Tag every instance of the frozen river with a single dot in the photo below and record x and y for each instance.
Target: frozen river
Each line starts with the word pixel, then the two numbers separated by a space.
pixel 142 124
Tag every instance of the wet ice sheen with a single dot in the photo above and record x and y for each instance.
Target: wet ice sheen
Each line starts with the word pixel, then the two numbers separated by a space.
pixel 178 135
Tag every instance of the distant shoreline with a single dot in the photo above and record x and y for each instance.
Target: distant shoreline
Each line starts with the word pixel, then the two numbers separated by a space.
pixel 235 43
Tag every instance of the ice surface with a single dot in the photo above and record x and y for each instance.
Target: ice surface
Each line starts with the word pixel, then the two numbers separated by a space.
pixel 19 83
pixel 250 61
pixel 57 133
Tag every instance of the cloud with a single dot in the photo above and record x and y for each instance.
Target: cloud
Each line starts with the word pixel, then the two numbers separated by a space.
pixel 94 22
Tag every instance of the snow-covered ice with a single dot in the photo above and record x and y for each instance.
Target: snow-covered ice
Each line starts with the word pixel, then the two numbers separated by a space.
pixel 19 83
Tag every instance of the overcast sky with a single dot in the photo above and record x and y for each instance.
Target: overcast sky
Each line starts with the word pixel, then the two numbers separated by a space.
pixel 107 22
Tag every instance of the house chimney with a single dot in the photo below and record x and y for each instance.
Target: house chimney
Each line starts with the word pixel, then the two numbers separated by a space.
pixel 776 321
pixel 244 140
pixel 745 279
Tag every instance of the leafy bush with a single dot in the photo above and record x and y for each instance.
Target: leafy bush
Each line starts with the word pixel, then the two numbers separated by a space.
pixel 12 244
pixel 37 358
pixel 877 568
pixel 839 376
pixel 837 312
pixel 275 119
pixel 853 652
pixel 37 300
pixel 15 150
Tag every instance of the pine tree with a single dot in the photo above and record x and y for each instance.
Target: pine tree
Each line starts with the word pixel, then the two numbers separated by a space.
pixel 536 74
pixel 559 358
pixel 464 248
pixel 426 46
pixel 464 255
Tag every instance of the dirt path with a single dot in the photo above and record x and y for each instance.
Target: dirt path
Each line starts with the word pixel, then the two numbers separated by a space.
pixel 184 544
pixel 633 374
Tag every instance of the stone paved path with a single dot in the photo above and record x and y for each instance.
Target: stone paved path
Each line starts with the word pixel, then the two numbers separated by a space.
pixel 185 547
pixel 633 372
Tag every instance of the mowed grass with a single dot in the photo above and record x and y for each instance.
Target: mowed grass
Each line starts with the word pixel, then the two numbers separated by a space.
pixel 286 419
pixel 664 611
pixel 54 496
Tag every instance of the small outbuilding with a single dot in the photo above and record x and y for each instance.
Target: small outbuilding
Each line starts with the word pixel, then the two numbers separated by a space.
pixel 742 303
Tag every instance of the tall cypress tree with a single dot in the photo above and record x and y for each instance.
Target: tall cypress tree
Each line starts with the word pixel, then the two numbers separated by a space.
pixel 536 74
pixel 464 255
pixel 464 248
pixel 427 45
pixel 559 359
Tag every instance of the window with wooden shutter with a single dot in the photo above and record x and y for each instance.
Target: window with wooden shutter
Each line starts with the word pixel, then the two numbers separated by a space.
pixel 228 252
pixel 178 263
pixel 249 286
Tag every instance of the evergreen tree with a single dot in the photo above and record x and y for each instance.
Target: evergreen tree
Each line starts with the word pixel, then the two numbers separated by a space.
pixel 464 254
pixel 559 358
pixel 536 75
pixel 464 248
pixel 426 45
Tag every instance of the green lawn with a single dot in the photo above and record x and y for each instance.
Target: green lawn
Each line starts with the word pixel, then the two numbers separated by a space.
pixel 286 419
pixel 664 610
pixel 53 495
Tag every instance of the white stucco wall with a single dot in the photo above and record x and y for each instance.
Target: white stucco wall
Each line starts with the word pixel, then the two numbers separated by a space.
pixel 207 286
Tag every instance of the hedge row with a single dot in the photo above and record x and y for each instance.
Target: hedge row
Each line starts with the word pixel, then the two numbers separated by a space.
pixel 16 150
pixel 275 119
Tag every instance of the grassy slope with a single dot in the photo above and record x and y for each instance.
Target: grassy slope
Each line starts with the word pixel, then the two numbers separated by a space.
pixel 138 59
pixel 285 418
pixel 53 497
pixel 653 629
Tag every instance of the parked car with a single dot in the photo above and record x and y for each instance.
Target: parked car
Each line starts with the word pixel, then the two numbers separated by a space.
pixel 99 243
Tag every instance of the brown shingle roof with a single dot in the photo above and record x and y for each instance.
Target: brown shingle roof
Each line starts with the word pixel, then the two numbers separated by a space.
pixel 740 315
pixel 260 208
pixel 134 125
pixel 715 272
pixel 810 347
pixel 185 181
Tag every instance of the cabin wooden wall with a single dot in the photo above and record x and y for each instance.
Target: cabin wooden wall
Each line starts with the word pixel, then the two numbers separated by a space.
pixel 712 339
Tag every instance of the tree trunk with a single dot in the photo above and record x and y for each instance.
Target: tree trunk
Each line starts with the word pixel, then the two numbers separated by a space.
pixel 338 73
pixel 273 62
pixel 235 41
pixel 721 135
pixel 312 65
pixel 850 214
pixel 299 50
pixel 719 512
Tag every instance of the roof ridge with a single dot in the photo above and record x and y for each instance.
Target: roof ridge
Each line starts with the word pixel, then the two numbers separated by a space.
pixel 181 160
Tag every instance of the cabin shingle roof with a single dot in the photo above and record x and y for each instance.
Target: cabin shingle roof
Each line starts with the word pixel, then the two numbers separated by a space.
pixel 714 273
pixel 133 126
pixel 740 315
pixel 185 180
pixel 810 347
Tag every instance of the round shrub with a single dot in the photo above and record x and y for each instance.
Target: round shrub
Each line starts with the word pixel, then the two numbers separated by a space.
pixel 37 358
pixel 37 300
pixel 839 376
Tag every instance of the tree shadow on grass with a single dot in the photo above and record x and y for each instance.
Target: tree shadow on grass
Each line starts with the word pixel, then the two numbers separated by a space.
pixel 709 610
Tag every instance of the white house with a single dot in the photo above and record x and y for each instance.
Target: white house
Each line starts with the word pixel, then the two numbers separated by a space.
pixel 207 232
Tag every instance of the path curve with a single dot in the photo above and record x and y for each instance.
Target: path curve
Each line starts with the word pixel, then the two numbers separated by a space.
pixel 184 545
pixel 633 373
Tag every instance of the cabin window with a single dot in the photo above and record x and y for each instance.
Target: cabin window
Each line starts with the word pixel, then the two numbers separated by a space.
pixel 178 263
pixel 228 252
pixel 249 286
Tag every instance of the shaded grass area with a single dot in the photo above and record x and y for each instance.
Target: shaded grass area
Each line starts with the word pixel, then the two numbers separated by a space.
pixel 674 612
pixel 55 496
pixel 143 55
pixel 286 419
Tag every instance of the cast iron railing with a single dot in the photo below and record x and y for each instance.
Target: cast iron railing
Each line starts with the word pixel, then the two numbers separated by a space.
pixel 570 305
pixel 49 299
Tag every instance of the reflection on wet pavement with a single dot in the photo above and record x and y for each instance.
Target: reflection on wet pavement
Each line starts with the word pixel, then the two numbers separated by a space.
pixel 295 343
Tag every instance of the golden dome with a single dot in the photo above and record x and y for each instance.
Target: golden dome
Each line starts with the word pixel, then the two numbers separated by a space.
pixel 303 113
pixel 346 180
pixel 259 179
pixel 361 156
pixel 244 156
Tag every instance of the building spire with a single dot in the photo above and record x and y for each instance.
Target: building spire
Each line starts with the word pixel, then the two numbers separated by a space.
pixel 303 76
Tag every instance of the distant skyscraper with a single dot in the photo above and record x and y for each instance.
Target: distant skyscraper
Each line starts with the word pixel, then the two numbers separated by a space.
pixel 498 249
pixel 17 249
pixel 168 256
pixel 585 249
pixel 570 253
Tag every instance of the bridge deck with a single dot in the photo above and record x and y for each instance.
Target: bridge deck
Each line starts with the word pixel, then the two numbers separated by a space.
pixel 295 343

++++++

WRITTEN TASK: Locate "Tag every instance of the cast" in the material, then quote the line that contains it and all lines after it through the final one.

FULL ANSWER:
Tag every instance of the cast iron railing with a single dot in the photo below and record x and y for each instance.
Target: cast iron railing
Each line starts with the word pixel, then the two numbers separated by a space.
pixel 570 305
pixel 49 299
Tag every instance of the reflection on wet pavement with a single dot in the photo above and record x and y for each instance.
Target: reflection on wet pavement
Each line starts with the word pixel, then the two numbers separated by a space.
pixel 295 343
Tag every instance of the golden dome with a single dot in the photo above and record x and y for each instance.
Target: golden dome
Each line starts with the word pixel, then the two numbers separated by a space.
pixel 303 113
pixel 346 180
pixel 259 179
pixel 361 156
pixel 244 156
Tag every instance of the building spire with a single dot in the photo above and record x and y for each instance.
Target: building spire
Each line starts with the word pixel, then the two numbers separated by a space.
pixel 303 76
Tag every instance of the distant skyscraper with a single dot in the photo above and record x and y for each instance.
Target: distant skyscraper
Each line starts with the word pixel, then the two numbers separated by a space.
pixel 498 249
pixel 17 249
pixel 168 256
pixel 585 249
pixel 570 253
Tag every instance of the bridge deck with a single dot in the photo above and record x and y for each instance.
Target: bridge deck
Each line starts with the word pixel, then the two numbers separated by a space.
pixel 295 343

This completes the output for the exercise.